• SOURCE MATERIAL:

***

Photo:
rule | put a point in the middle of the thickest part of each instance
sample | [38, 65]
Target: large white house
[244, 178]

***

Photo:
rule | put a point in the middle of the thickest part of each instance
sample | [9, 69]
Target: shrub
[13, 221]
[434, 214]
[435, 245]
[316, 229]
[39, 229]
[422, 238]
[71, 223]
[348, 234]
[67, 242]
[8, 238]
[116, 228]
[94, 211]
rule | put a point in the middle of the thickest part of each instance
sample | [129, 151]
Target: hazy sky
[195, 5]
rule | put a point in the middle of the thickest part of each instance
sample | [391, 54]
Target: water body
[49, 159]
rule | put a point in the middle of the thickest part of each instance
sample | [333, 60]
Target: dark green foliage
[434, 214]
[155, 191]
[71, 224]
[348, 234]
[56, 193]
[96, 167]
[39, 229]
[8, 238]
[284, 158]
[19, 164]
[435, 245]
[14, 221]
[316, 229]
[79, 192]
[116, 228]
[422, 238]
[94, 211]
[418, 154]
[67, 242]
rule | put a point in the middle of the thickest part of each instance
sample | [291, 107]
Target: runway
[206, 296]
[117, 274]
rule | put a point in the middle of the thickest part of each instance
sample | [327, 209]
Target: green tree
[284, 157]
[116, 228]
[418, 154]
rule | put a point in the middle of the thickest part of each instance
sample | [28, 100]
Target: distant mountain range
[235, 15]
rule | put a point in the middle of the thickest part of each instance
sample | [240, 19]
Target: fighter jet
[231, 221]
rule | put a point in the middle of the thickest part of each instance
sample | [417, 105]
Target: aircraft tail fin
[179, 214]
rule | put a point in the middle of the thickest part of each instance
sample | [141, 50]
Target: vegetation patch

***

• YOUR OBJECTIVE: From the line holding "Target: shrub" to the line holding "Target: vegetation patch", inclusive, restate each line above exactly as written.

• WORKED SOLUTION:
Target: shrub
[13, 221]
[434, 214]
[435, 245]
[316, 229]
[39, 229]
[422, 238]
[71, 223]
[348, 234]
[67, 242]
[8, 238]
[116, 228]
[94, 211]
rule | put a point in the middle of the thickest part of each instance
sample | [129, 151]
Target: hazy sky
[195, 5]
rule | put a point in the middle of the thickest part of each instance
sample | [391, 54]
Target: water body
[49, 159]
rule | put a point in the middle of the thickest part of each instance
sample | [333, 60]
Target: dark green foliage
[434, 214]
[155, 191]
[71, 224]
[348, 234]
[56, 193]
[96, 167]
[39, 229]
[8, 238]
[284, 158]
[19, 164]
[435, 245]
[14, 221]
[316, 229]
[79, 192]
[116, 228]
[422, 238]
[94, 211]
[418, 154]
[67, 242]
rule | put a point in the middle of the thickest part of each instance
sample | [291, 107]
Target: runway
[206, 296]
[117, 274]
rule | put a point in the middle of the thickest part of each instance
sample | [327, 209]
Target: green tree
[284, 157]
[116, 228]
[418, 154]
rule | put a point in the middle of the thickest part of each instance
sample | [28, 100]
Target: distant mountain range
[235, 15]
rule | put a point in the middle of the thickest part of each instance
sample | [240, 19]
Target: fighter jet
[231, 221]
rule | put a point in the middle of the thickest part of each instance
sample | [417, 105]
Target: aircraft tail fin
[179, 214]
rule | put a point in the middle of the thickest part of each instance
sample | [141, 50]
Target: vegetation patch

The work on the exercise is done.